PROBLEM
Please retype the line that contains "Pick out the wire" and all lines that follow it to the end of the entries below, exactly as they stand, with nothing added.

[[ RECORDS FOR THIS TASK open ]]

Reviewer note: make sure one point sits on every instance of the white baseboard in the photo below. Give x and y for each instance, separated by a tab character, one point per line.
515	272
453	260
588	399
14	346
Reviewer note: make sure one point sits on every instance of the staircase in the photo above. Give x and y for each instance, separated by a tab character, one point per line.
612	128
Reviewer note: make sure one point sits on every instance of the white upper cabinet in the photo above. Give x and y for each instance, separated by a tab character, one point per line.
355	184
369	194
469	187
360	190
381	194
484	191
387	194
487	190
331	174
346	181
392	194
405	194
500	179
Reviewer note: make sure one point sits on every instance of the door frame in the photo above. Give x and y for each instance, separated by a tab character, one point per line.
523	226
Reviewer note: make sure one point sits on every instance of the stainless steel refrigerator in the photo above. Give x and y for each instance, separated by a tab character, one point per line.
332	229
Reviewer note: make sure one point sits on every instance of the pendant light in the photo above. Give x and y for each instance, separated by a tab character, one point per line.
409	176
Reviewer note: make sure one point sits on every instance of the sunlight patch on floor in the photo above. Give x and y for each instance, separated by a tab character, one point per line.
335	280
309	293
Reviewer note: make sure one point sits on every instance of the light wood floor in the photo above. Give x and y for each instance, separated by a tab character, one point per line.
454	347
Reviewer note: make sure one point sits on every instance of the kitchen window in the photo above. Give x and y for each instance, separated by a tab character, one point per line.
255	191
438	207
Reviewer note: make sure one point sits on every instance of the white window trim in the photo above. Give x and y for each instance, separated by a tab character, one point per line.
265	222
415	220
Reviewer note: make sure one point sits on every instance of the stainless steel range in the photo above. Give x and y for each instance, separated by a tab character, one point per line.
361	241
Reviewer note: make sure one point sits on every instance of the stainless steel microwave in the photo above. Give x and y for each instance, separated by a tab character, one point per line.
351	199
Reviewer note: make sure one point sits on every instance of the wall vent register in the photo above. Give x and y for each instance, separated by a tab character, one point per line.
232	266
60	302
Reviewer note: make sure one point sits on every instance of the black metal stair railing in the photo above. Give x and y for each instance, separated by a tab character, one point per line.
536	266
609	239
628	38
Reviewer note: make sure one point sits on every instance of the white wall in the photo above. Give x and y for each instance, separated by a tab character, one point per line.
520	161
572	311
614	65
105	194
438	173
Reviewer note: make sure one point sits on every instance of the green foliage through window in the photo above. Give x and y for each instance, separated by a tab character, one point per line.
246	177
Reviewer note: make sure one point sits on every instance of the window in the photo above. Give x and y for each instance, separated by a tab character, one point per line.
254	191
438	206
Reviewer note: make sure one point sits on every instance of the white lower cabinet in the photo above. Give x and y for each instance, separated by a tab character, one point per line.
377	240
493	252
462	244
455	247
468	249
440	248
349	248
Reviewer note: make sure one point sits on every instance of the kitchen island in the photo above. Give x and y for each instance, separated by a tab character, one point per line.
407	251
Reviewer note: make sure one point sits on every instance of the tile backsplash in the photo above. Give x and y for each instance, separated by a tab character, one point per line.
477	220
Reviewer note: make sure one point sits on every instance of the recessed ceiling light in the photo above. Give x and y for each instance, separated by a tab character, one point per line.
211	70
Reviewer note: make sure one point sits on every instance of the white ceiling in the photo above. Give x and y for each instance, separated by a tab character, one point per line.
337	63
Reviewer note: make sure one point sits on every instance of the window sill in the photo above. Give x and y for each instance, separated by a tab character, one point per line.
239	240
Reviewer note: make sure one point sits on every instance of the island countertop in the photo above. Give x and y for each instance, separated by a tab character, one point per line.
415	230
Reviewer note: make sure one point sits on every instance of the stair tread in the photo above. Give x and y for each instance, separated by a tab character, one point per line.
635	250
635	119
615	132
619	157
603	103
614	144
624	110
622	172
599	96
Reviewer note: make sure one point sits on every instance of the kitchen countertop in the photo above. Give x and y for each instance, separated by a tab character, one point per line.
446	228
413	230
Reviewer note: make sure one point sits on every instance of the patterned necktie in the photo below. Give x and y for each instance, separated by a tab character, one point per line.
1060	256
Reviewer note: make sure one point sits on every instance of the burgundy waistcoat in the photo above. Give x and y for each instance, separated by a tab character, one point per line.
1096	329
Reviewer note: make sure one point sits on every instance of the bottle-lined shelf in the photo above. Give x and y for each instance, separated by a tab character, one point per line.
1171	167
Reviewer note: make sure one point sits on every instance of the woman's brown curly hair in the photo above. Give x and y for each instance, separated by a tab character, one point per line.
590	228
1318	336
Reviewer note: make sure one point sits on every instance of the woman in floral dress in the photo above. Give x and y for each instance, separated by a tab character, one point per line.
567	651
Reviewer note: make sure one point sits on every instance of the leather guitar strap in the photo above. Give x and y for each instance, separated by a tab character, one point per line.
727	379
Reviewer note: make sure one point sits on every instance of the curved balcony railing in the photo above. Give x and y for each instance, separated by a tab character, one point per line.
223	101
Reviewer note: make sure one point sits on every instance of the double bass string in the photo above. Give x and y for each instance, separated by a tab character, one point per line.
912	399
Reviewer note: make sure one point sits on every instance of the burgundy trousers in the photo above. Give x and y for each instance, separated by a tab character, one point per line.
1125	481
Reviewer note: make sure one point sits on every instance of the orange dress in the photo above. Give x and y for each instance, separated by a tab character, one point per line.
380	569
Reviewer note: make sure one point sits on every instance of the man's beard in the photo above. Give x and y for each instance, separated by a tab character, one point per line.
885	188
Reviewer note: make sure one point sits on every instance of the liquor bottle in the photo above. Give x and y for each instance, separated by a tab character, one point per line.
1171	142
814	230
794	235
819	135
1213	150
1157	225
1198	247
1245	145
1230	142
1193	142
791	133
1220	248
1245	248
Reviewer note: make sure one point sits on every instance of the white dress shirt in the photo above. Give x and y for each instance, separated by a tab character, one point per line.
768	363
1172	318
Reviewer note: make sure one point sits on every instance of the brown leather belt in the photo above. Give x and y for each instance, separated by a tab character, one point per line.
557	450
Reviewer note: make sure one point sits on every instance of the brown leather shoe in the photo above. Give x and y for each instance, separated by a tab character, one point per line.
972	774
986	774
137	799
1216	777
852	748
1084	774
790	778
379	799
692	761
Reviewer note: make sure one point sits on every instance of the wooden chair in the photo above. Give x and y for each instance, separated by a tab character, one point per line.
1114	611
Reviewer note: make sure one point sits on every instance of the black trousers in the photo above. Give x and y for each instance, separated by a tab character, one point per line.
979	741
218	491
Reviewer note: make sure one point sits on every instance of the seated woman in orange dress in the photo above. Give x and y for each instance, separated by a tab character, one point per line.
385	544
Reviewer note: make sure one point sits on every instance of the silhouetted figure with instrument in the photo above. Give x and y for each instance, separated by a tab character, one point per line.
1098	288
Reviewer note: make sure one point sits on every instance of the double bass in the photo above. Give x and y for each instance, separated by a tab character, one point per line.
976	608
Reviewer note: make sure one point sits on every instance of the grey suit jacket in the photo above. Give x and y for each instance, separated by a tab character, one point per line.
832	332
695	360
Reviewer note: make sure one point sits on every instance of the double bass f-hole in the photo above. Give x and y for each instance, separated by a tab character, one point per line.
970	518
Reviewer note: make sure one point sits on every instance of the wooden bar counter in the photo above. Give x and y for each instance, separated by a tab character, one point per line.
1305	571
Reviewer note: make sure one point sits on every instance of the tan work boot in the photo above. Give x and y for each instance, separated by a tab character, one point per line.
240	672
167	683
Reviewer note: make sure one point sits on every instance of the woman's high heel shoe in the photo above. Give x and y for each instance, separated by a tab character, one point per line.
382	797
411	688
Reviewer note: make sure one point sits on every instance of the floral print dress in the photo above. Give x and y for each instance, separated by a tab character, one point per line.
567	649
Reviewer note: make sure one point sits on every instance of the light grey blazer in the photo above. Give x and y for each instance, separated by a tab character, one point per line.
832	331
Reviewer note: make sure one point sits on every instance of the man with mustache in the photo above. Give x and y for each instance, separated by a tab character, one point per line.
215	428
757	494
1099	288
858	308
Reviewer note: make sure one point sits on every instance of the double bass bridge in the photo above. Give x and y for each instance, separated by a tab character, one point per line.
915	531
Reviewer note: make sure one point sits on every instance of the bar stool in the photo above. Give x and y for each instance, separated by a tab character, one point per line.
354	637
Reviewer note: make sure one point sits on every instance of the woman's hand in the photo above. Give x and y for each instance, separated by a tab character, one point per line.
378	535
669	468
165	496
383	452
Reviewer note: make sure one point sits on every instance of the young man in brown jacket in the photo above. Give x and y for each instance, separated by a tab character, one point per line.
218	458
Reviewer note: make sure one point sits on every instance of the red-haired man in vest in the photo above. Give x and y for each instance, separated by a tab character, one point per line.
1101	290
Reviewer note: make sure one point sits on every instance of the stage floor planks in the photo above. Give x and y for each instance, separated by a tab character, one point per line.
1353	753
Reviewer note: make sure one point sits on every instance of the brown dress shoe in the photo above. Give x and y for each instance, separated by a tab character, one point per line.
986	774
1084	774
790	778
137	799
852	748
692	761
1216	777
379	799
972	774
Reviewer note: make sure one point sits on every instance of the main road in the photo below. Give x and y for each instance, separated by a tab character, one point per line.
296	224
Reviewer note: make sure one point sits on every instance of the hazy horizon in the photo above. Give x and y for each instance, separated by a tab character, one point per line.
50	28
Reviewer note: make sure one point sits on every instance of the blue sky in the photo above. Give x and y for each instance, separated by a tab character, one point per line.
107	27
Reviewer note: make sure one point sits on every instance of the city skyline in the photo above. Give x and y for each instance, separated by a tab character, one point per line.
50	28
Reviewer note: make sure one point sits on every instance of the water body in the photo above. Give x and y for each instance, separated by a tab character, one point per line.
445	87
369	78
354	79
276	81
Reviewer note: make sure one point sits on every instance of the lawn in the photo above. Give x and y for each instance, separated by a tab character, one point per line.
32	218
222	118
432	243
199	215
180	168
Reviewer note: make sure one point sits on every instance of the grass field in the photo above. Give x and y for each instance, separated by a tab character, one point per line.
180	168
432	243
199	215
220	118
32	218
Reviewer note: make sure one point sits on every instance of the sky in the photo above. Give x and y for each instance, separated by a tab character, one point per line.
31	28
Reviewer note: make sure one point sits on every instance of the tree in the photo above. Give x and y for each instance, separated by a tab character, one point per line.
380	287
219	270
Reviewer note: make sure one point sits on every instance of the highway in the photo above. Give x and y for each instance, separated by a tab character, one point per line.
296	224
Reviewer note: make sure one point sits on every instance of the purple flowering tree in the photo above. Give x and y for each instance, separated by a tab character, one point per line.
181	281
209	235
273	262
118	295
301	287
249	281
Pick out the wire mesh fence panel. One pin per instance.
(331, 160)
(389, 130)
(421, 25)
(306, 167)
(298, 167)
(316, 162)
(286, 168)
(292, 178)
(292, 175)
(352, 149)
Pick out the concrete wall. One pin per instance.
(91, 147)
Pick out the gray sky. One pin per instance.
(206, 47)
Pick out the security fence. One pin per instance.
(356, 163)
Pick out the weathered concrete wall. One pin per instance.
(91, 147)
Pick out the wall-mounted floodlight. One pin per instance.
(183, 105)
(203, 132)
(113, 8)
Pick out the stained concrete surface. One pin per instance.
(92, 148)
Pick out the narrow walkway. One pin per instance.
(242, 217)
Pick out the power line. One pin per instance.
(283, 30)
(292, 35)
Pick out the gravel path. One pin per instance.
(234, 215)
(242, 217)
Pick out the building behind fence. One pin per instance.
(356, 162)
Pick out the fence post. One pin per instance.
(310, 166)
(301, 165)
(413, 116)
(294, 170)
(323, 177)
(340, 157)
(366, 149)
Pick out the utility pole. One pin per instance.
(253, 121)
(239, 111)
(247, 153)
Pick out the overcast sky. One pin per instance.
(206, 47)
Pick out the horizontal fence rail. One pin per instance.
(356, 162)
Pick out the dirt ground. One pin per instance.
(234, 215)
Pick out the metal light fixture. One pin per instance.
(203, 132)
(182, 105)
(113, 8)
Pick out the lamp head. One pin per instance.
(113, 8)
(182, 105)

[[ RECORDS FOR THIS TASK closed ]]

EXPECTED ANSWER
Pick out the wire mesh fence panel. One pin per instance.
(331, 160)
(389, 130)
(421, 25)
(306, 167)
(298, 167)
(316, 162)
(286, 168)
(292, 178)
(292, 175)
(352, 149)
Pick out the concrete wall. One pin per instance.
(91, 147)
Pick out the gray sky. One pin per instance.
(206, 47)
Pick out the security fence. One pin per instance.
(356, 163)
Pick out the weathered concrete wall. One pin per instance.
(91, 147)
Pick out the wall-mounted floodlight. One pin per instance.
(183, 105)
(203, 132)
(113, 8)
Pick out the stained concrete surface. One pin per instance.
(92, 148)
Pick out the narrow walkway. One pin per instance.
(242, 217)
Pick out the power line. One pin per instance.
(283, 30)
(292, 35)
Pick out the gravel path. One pin per instance.
(234, 215)
(242, 217)
Pick out the building behind fence. One pin per instance.
(356, 162)
Pick out the fence post. One pin per instance.
(310, 166)
(301, 165)
(413, 116)
(294, 170)
(323, 177)
(340, 157)
(366, 149)
Pick out the utility pole. One pin per instance.
(253, 121)
(239, 111)
(247, 153)
Pick out the overcast sky. One pin per instance.
(206, 47)
Pick out the horizontal fence rail. One pin per instance.
(356, 162)
Pick out the dirt ground. One pin per instance.
(234, 215)
Pick out the metal light fixture. One pin per instance.
(203, 132)
(182, 105)
(113, 8)
Pick out the lamp head. One pin per instance.
(113, 8)
(182, 105)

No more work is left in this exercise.